- OBJECTIVE
Reproduce the listing exactly, with no pictures in your copy.
─── SOURCE MATERIAL
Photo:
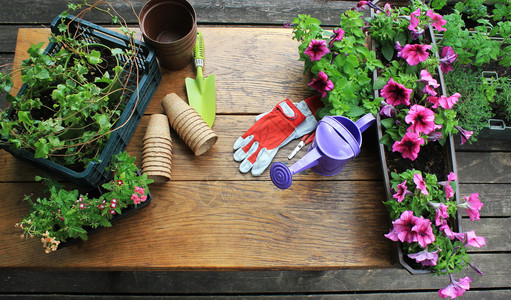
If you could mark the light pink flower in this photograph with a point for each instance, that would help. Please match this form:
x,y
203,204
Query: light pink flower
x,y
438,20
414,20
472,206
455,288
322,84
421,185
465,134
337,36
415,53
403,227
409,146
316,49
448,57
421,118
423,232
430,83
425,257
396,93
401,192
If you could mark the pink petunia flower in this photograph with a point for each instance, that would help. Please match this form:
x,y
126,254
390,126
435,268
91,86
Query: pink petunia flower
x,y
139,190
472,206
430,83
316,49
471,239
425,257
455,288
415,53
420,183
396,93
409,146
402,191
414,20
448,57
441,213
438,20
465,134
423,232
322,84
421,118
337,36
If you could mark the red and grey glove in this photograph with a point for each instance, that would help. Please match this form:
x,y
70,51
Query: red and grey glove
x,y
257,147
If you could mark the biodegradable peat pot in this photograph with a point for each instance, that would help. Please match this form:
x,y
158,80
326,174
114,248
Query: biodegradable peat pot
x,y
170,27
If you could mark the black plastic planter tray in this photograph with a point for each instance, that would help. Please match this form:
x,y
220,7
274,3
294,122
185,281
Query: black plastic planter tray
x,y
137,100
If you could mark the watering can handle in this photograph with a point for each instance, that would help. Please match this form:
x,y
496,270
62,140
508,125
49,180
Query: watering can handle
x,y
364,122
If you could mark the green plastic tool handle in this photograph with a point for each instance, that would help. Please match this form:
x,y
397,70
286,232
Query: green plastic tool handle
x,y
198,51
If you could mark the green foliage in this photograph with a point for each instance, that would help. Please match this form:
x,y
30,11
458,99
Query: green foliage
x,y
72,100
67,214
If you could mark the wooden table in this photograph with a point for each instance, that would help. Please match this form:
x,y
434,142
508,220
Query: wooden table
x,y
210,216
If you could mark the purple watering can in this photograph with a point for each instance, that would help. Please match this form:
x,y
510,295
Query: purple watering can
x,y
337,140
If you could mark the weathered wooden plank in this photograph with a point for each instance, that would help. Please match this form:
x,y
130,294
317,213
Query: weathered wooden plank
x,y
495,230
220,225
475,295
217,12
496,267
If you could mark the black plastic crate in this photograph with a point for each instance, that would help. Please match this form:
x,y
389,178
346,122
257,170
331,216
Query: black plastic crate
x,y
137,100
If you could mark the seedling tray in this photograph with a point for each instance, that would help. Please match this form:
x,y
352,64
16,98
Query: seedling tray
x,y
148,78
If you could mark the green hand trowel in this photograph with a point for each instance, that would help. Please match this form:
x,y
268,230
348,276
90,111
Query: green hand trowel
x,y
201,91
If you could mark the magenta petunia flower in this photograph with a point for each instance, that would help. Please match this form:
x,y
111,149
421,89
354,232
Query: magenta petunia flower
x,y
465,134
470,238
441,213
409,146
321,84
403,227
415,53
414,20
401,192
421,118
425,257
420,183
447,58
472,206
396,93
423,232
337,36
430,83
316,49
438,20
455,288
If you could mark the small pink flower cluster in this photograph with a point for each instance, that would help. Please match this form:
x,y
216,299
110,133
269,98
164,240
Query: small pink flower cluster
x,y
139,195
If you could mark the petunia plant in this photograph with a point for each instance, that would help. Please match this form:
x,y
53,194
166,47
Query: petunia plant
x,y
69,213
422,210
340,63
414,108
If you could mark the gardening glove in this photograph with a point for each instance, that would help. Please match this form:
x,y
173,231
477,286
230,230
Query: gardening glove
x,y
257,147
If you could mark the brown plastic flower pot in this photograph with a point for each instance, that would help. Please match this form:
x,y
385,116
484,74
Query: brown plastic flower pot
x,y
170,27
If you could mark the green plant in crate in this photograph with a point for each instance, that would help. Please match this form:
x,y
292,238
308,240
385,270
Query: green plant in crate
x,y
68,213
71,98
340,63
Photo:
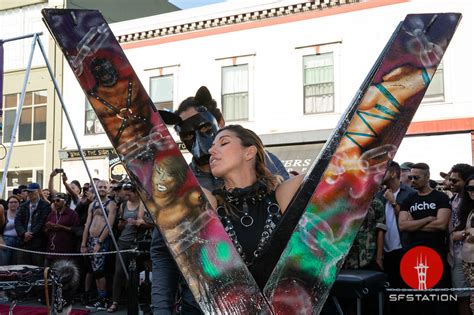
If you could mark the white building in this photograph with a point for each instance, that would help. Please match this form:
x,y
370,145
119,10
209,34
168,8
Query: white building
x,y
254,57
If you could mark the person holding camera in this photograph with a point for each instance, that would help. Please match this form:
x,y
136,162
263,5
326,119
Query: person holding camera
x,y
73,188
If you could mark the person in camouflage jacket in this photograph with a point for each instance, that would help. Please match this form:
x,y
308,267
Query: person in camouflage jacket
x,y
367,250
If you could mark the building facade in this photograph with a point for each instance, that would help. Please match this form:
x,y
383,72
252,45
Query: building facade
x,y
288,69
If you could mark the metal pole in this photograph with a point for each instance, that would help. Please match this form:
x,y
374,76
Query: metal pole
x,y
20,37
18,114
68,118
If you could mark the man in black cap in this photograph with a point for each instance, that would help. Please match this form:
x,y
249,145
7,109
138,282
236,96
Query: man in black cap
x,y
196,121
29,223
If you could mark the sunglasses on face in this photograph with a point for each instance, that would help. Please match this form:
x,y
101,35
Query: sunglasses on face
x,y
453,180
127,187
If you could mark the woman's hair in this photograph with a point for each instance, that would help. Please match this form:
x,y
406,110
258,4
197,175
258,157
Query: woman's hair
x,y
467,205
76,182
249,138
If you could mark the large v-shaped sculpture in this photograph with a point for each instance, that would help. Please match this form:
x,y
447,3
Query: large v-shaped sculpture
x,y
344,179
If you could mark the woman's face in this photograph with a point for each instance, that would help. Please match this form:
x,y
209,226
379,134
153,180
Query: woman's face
──────
- SOLUTION BELOW
Photo:
If you could mark the light pink flower in this photograph with a point for each instance, that would help. Please match this form:
x,y
203,204
Query: light pink flower
x,y
438,20
414,20
472,206
455,288
322,84
421,185
465,134
337,36
415,53
403,227
409,146
316,49
448,57
421,118
423,232
430,83
425,257
396,93
401,192
If you could mark the pink petunia flower in this photograph with a point for each instance, that would help. Please match this form:
x,y
126,254
390,126
435,268
91,86
Query: pink petunia flower
x,y
139,190
472,206
430,83
316,49
471,239
425,257
455,288
415,53
420,183
396,93
409,146
402,191
414,20
448,57
441,213
438,20
465,134
423,232
322,84
421,118
337,36
If you could mark the red and grey glove in this photograph with a point for each instance, that would help. Please match this form:
x,y
70,51
Query: red and grey glove
x,y
257,147
If you could mark the biodegradable peat pot in this photograph with a point for each instance, that would help. Please match this form:
x,y
158,80
326,174
114,248
Query: biodegradable peat pot
x,y
170,27
If you could mark the black plastic planter tray in this photograph with a point for each instance, that would help. Please match this form:
x,y
220,7
274,3
294,122
185,281
Query: black plastic planter tray
x,y
137,100
If you could mark the watering can handle in this photograph with a point for each instance, that would help. Please match this form:
x,y
496,270
62,140
508,125
49,180
Query: watering can handle
x,y
364,122
If you could mark the green plastic tool handle in this photograph with a point for each instance, that would help. Please match this form:
x,y
397,70
286,232
Query: green plastic tool handle
x,y
198,51
If you could mark the green foliage in this photograph with a point for each instance, that would help. Please match this form:
x,y
30,11
458,99
Query: green foliage
x,y
72,100
67,214
If you could mark the wooden table in this photograph with a point for each instance, that would help. Please match this form:
x,y
434,142
508,220
Query: wooden table
x,y
210,216
If you could mark the purple watering can in this photograph with a point for each instance, that would help. Please match this form:
x,y
510,295
Query: purple watering can
x,y
337,140
If you could mark the weathered wooden plank in this photograph with a point for each instance, that would help. Please match this form:
x,y
130,294
317,213
Query: weathered wooden plank
x,y
495,230
220,225
475,295
217,12
496,267
If you could mark the black plastic crate in this photograph with a point for each instance, that would help. Please match this form:
x,y
389,178
346,122
257,170
331,216
Query: black plastic crate
x,y
137,100
If you could mark the seedling tray in this photograph with a point for each instance, that would help. Please match this form:
x,y
352,64
16,98
Query: seedling tray
x,y
148,78
If you could mark the green hand trowel in this photograph with a point for each instance, that would help. Please match this form:
x,y
268,230
348,276
90,111
Query: green hand trowel
x,y
201,91
If you could mark the magenta petunia flower in this photograph with a point for each instance, that would help. Please match this form:
x,y
111,149
421,89
354,232
Query: magenta petunia flower
x,y
465,134
470,238
441,213
409,146
321,84
403,227
415,53
414,20
401,192
421,118
425,257
420,183
447,58
472,206
396,93
423,232
337,36
430,83
316,49
438,20
455,288
If you could mark the small pink flower cluster in this photograph with a point for each instance, that would help. Please match this form:
x,y
216,299
110,133
269,98
164,240
Query: small pink flower cluster
x,y
139,195
If you could mark the petunia plant in this photograph with a point for each instance, that would help. Please match this form:
x,y
53,194
166,47
Query: petunia plant
x,y
69,213
422,210
340,63
414,108
If you could mark the gardening glove in this photograph with a point for each instance, that would help. Please match this form:
x,y
173,231
477,286
230,230
Query: gardening glove
x,y
257,147
If you could mark the brown plastic flower pot in this photograph with a point for each instance, that would help. Please match this form:
x,y
385,116
484,74
Query: brown plastic flower pot
x,y
170,27
If you could mark the green plant in crate in this photograph with a point for each instance, that would help. Please match this form:
x,y
292,238
308,240
385,270
Query: green plant in crate
x,y
68,213
71,98
340,63
Photo:
If you could mark the white building in this photograph with a point for each instance, that would help. Please match this form:
x,y
370,145
119,10
209,34
168,8
Query: white building
x,y
254,57
If you could mark the person holding camera in this photograph with a point for each instance, that would help. Please match this form:
x,y
136,162
263,5
326,119
Query: person holding camera
x,y
73,188
If you could mark the person in camouflage jacket in this photograph with a point for each instance, that would help. Please match this form:
x,y
308,267
Query: person in camouflage jacket
x,y
367,250
If you could mark the building facade in this photograph with a point for each instance, that would help. Please match this form:
x,y
383,72
252,45
Query: building facade
x,y
288,69
If you could mark the metal pole in this photograph with a point for each instance, that would help. Please match this form:
x,y
374,76
Query: metal pole
x,y
20,37
18,114
68,118
If you could mark the man in black cap in this photograph with a point for each instance, that would help. Please match this form:
x,y
249,145
7,109
138,282
236,96
Query: man in black cap
x,y
196,121
29,223
If you could mark the sunglasses on face in this photograph with a point for each instance, that would help. Please match this form:
x,y
101,35
Query: sunglasses on face
x,y
453,180
127,187
If you could mark the woman's hair in this photograph with a point for each instance, that would help. Please match this form:
x,y
406,110
258,4
197,175
258,157
Query: woman's hair
x,y
467,205
76,182
249,138
If you could mark the large v-shaped sculpture in this photograph with a point for each instance, that would help. Please match this form:
x,y
447,3
Query: large v-shaped sculpture
x,y
344,179
If you could mark the woman's face in this photograph with a point for each instance, that would help. Please match this form:
x,y
209,226
379,134
153,180
Query: woman's face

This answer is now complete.